--- start SUPPLIED RECORDS ---
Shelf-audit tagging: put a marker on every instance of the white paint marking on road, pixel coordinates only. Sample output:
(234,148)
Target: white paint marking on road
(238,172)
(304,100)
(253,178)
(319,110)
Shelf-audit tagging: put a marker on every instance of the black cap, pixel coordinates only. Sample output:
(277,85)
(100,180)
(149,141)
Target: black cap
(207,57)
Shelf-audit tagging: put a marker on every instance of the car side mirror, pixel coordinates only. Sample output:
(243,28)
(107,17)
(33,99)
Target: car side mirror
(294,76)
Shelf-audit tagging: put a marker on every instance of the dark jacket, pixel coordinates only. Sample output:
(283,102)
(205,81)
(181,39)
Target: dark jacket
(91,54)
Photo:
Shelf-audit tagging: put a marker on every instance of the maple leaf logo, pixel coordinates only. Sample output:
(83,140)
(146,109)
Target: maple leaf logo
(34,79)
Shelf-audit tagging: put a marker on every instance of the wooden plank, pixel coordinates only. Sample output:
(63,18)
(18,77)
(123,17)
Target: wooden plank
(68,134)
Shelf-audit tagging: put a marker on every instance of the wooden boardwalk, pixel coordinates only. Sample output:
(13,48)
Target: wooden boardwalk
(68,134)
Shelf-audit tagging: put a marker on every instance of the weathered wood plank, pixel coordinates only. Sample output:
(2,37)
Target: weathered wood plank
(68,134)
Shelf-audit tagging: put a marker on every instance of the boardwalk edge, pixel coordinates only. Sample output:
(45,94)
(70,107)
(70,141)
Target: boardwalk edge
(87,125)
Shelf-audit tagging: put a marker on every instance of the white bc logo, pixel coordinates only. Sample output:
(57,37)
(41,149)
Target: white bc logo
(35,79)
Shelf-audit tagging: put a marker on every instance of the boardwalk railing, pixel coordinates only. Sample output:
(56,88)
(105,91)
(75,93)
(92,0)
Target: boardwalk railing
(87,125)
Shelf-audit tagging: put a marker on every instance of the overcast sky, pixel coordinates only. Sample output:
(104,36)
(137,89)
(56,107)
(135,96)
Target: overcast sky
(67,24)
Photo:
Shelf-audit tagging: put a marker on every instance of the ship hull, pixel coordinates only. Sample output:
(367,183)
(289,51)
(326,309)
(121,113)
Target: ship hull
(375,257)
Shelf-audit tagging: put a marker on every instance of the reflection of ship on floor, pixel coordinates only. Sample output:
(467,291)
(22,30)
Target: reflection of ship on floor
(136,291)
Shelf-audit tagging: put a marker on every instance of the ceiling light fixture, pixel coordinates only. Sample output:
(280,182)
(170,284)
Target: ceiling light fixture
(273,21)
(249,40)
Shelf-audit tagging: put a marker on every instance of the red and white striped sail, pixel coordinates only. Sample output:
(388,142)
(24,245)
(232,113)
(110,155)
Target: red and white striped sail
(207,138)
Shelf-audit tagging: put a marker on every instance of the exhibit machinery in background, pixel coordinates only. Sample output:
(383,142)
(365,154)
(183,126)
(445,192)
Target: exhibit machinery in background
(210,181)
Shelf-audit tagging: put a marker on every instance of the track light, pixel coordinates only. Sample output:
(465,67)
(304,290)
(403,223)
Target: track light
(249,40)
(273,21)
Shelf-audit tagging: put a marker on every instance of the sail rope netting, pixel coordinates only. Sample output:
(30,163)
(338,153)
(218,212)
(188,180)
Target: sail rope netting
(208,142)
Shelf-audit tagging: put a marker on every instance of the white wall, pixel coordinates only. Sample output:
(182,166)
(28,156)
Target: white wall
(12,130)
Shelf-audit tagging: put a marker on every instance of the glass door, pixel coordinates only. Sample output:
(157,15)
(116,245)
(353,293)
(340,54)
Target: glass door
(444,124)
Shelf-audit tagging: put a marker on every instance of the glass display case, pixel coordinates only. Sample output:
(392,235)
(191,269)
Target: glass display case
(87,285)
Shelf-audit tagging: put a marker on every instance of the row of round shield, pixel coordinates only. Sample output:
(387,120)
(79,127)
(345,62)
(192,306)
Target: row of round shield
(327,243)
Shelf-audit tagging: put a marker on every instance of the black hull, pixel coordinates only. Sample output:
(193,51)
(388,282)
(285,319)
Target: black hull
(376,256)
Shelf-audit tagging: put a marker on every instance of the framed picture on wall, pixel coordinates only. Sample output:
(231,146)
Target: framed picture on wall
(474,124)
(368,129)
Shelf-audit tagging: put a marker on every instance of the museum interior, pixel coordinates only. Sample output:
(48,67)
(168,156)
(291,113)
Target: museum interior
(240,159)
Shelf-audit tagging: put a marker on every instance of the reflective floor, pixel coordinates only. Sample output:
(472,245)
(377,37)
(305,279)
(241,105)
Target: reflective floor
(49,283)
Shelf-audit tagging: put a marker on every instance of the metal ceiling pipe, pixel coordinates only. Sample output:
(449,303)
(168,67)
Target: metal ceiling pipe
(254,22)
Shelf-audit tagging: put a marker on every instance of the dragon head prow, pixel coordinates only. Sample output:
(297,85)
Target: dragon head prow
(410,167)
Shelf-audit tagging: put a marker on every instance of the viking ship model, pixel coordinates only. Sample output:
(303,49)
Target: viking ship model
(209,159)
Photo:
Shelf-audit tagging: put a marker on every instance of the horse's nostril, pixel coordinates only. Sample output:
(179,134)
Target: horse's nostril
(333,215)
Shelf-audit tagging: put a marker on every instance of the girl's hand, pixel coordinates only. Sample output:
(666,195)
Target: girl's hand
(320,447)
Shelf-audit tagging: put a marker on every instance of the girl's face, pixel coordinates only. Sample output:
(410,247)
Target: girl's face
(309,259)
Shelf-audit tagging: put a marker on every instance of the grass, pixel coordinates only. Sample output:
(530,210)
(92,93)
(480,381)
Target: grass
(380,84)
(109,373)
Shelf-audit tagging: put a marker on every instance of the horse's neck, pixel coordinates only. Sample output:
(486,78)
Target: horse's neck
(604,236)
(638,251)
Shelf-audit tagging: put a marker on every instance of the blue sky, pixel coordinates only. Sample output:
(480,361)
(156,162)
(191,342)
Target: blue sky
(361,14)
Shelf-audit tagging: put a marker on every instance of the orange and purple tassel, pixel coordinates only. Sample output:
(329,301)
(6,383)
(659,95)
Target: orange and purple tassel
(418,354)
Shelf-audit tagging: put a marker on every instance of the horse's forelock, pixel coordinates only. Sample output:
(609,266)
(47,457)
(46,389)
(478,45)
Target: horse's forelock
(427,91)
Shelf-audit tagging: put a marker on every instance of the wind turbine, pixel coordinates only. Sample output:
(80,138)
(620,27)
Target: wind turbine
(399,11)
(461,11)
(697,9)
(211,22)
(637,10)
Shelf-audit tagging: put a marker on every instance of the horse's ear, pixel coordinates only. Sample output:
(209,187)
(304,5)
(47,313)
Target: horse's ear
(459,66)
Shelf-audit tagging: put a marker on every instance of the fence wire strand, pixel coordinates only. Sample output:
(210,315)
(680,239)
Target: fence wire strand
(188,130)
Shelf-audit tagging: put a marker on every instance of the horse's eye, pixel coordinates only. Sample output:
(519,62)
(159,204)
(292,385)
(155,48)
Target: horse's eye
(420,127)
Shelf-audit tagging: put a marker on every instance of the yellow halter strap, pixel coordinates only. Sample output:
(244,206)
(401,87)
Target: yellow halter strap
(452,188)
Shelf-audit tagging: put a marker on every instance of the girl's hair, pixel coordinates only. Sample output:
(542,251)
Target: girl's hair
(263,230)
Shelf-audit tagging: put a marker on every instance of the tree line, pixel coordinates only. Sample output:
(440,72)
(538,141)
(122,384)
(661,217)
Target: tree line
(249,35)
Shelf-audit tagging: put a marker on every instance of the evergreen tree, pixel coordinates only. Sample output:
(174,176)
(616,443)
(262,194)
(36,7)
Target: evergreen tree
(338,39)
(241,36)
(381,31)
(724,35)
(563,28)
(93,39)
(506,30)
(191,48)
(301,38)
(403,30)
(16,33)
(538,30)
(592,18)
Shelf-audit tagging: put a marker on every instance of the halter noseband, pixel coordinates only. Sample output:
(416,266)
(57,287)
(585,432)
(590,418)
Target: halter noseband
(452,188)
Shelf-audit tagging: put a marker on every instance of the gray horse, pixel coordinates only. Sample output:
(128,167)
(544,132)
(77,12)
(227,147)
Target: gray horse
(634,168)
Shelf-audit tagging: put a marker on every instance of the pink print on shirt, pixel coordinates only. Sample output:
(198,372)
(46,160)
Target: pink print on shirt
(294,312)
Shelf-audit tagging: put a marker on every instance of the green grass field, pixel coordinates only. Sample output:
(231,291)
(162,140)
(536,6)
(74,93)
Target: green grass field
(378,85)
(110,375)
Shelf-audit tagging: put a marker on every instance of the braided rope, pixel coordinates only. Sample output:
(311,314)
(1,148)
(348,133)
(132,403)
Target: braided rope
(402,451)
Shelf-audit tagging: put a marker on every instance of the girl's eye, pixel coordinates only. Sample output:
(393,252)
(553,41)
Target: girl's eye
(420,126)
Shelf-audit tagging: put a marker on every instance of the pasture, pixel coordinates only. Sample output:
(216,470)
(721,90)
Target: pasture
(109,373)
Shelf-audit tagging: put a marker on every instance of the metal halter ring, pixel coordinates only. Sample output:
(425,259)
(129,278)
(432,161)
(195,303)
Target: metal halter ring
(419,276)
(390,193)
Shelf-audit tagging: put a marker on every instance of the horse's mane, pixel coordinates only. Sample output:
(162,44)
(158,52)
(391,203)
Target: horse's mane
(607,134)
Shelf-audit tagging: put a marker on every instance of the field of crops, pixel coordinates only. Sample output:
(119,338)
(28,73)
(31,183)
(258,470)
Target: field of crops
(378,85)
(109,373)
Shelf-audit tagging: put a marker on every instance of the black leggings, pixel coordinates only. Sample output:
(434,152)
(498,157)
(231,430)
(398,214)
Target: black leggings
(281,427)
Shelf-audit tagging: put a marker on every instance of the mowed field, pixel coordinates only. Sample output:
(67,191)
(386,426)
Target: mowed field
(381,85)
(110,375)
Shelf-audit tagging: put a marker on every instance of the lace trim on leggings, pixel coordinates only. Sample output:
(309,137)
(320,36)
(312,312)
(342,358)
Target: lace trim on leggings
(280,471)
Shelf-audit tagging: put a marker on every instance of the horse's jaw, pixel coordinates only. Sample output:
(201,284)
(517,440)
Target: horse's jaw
--- end SUPPLIED RECORDS ---
**GOAL OF THE EXERCISE**
Output, unchanged, the lines from the line with "Shelf-audit tagging: put a marker on every instance of the mowed" through the final line of the material.

**THE RESPONSE**
Shelf-audit tagging: put a marker on every instance of the mowed field, pixel coordinates only. Sample output:
(67,191)
(386,426)
Target: mowed field
(381,85)
(110,375)
Shelf-audit tagging: put a marker on every instance of the lace trim on leggings, pixel coordinates only. Sample output:
(309,137)
(320,36)
(312,312)
(342,358)
Target: lace trim on leggings
(280,471)
Shelf-audit tagging: put a marker on every instance of the horse's jaw, pixel coordinates only. Sample output:
(201,284)
(517,440)
Target: horse's jaw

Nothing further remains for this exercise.